Document passage:
◆ ◆ ◆ ◆ ◆ ◆ ◆

High-level competitive athletics guided the direction of this first-year medical student

Iman Blow’s focus is on the role of psychiatry in overall health.
Medical student and her family pose for portrait.
Iman Blow, center, celebrates the White Coat Ceremony with her family, marking her entry into the David Geffen School of Medicine. (Photo courtesy of Iman Blow)

Iman Blow, 28, a first-year medical student at the David Geffen School of Medicine at UCLA, says her early life was defined by two goals: to become an Olympic fencer and to get into medical school so she could help others improve their health. 

Being an athlete who performed at a high level — constantly honing her skills with mental and physical training, practice and competition — informed her interest in medicine. 

“The reality of health and the human experience and medicine was cultivated in me through the student athlete experience. I discovered the biopsychosocial model of health for myself before I had the name for it,” she says, referring to the approach of addressing biological, psychological and social dimensions of illness and well-being.

In this way, she says, “Before I went to college, I was already kind of pre-med.” 

Born and raised in Brooklyn, New York, Blow fenced competitively for 17 years. She chose to attend Columbia University because “they had the best fencing team in the collegiate circuit at that time,” she said.

◆ ◆ ◆ ◆ ◆ ◆ ◆

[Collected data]
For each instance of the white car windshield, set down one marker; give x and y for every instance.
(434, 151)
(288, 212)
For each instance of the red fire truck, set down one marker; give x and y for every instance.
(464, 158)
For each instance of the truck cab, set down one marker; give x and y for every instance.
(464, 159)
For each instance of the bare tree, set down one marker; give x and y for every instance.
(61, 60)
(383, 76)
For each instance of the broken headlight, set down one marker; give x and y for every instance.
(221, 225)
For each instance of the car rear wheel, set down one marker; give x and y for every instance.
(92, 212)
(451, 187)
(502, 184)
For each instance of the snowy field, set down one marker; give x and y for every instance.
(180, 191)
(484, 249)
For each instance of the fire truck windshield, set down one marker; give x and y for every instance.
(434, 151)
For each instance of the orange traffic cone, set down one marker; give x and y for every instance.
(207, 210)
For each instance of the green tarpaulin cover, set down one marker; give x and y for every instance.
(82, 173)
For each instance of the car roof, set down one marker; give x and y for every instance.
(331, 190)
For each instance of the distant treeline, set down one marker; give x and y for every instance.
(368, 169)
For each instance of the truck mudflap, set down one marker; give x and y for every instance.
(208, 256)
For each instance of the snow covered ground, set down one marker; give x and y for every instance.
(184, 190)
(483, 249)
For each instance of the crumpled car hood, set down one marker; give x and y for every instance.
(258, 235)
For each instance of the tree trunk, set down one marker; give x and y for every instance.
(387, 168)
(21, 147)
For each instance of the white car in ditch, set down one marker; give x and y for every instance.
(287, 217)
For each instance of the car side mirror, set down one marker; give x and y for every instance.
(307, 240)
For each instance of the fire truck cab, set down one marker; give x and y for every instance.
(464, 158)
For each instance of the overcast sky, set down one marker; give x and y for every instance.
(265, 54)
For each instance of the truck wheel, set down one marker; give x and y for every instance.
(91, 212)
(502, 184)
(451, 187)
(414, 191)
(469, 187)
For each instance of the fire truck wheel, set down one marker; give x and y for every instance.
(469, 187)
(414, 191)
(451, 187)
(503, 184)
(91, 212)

◆ ◆ ◆ ◆ ◆ ◆ ◆

Work item:
Copy the passage of the profile of Iman Blow word for word, from "Being an athlete" to "interest in medicine.". The records have nothing to do with this.

Finished exercise:
Being an athlete who performed at a high level — constantly honing her skills with mental and physical training, practice and competition — informed her interest in medicine.